*** Opening of TEXT SEGMENT ***

• Question: what happens to the energy in the brain when we die?

    Asked by bellabxxx to Suzi, Tim on 24 Jun 2011.
    • Photo: Tim Fosker

      Tim Fosker answered on 24 Jun 2011:

      Hi @bellabxxx

      Thanks for a great question.

      Energy is not really made by the brain but transformed from one state into another. All the cells (including neurons) in our bodies use sugar (glucose) for energy. In the case of neurons this glucose is converted into electrical energy that is passed between neurons. When we die the body stops converting sugar and no more energy is transformed in the brain.

      I’m not certain, but I guess any remaining electrical energy will discharge away from the body. All the energy in our cells will eventually transform into different things as we decompose – not a pleasant thought I know.

      I hope that answers your question.

    • Photo: Suzi Gage

      Suzi Gage answered on 24 Jun 2011:

      Hi @bellabxxx
      Ooh, this is a really interesting question – it’s actually not something I’ve ever thought about before!

      As your body has died, the energy creating reactions in your cells will no longer be occurring, so there will be no more energy being created. I assume that the energy currently in the cells will simply be used up as you die, and it’s the lack of energy that finally causes the body and brain to stop functioning and for you to die. But I’m not sure that is right, it may be that there’s a bit of energy left in your brain when you die, and somehow it passes out of your body.

      But I’m afraid this is all me theorising, I don’t know. It’s a very interesting question though – do you have a theory about what may happen?

*** Close of TEXT SEGMENT ***
*** Opening of DATA PROVIDED ***

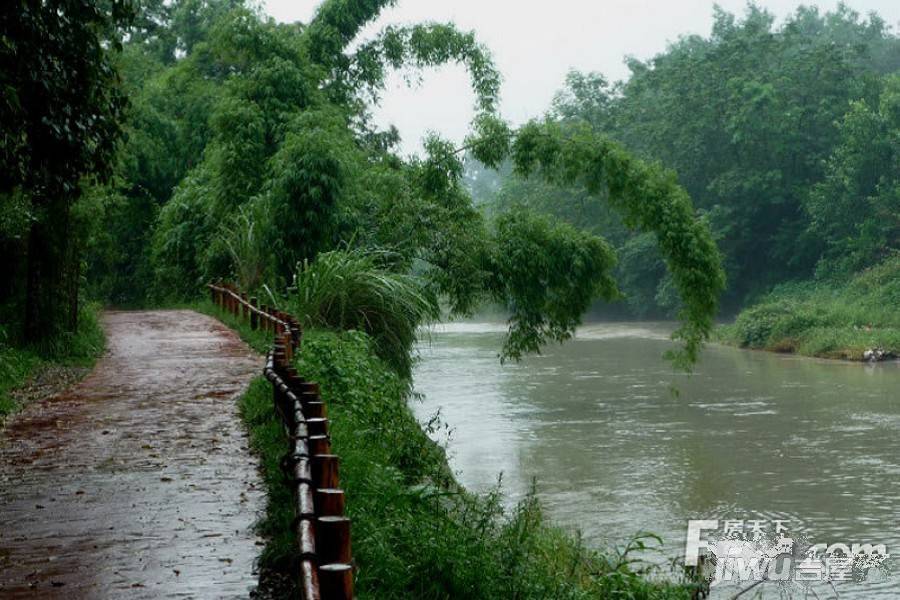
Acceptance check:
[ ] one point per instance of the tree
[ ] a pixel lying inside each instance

*** Close of DATA PROVIDED ***

▶ [PROBLEM TO SOLVE] From the exchange about brain energy at death, print the passage between "Suzi Gage answered" and "thought about before!", inclusive.

▶ [EXERCISE OUTPUT]
Suzi Gage answered on 24 Jun 2011:

      Hi @bellabxxx
      Ooh, this is a really interesting question – it’s actually not something I’ve ever thought about before!